══ Text passage
Memory-Augmented Video Storytelling

• Memory-augmented video storytelling architectures are systems that integrate memory modules to maintain historical context, ensuring coherent multi-sentence narratives.
• They utilize techniques like recurrent transformer memory, keyframe selection, and adaptive retrieval to resolve coreferences, reduce redundancy, and maintain visual consistency.
• Empirical results demonstrate improved coherence and scalability on benchmarks such as ActivityNet and YouCookII, highlighting their practical effectiveness in video synthesis.

Memory-augmented video storytelling architectures define a research area focused on generating temporally coherent, visually relevant, and discourse-consistent multi-sentence narratives or multi-shot video sequences using explicit or implicit memory mechanisms. These approaches augment standard Transformers, diffusion models, or vision-language backbones with modules that store, retrieve, and summarize historical context throughout the video, yielding improved coreference resolution, reduced redundancy, and globally consistent storylines across long temporal horizons.

1. Core Principles and System Architectures

Memory-augmented storytelling systems typically operate by maintaining a memory state summarizing the visual and/or textual context up to the present, which is consulted to condition the generation of subsequent sentences or shots. Architectures vary:

• Recurrent Transformer Memory: MART (Lei et al., 2020) replaces the usual encoder–decoder with a stack of shared Transformer layers, appending a compact recurrent memory cell ($M^l_{t-1}$) alongside each layer. This cell is gated and updated via attention, ensuring the model remembers discourse history—resolving coreferences and suppressing repetition—while generating multi-sentence captions.
════
══ Supplied data
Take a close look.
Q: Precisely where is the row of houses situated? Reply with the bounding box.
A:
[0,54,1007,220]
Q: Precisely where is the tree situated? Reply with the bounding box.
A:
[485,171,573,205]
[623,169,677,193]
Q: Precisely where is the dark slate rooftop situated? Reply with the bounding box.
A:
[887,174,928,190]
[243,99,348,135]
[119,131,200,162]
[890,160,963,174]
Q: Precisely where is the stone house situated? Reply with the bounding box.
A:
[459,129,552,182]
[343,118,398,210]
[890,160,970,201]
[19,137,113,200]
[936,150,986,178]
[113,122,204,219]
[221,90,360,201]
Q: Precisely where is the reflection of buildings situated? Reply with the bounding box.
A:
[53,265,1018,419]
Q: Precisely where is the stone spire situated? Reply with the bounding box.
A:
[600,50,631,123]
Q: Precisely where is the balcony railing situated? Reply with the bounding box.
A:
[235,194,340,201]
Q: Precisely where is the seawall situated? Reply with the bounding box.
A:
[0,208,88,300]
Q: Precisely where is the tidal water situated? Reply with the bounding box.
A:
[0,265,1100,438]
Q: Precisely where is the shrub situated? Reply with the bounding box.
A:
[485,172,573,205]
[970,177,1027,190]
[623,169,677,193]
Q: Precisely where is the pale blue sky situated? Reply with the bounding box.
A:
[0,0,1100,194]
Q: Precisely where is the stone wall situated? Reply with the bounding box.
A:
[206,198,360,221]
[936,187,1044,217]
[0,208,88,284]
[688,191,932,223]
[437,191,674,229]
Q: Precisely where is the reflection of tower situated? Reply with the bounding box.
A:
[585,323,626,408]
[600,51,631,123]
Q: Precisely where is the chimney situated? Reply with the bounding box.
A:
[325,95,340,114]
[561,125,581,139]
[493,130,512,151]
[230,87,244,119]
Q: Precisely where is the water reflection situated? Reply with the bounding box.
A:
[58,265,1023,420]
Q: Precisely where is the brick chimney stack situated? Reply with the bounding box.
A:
════
■ Work required: Continue the text on memory-augmented video storytelling from the point where it stops. The lines above are separate material and are not part of the text on memory-augmented video storytelling.

■ Task output:
• Keyframe and Frame Selection Memories: In multi-shot video paradigms (e.g., StoryMem (Zhang et al., 22 Dec 2025), OneStory (An et al., 8 Dec 2025)), semantic keyframes extracted from previous shots are pooled into a memory bank. These memories are injected into the next-shot generation model via concatenation and positional encoding shifts, enabling cross-shot narrative consistency.
• Adaptive Retrieval and Compression: Long-form architectures address GPU and context window limitations by storing frame-level feature memories, applying hierarchical compression (e.g., cosine-similarity-based merging in MA-LMM (He et al., 2024)), and retrieving salient chunks (MemFlow (Ji et al., 16 Dec 2025), Context-as-Memory (Yu et al., 3 Jun 2025)) based on semantic or geometric relevance.
• Geometry-grounded Memories: For interactive scene generation, memory modules index views by 3D surfels (Li et al., 23 Jun 2025) or explicit volumetric grids (TSDF) (Wu et al., 5 Jun 2025), enabling robust retrieval of the most relevant spatial context for maintaining physical and visual consistency during revisits.

2. Memory Update, Retrieval, and Conditioning Mechanisms

Memory states in these architectures are updated and queried using heterogeneous strategies:

• Gated Recurrent Updates: In MART (Lei et al., 2020), the memory cell is updated via multi-head attention over new inputs and a tanh-sigmoid gate, ensuring that repetitive or noisy content is filtered out while high-level discourse information is retained.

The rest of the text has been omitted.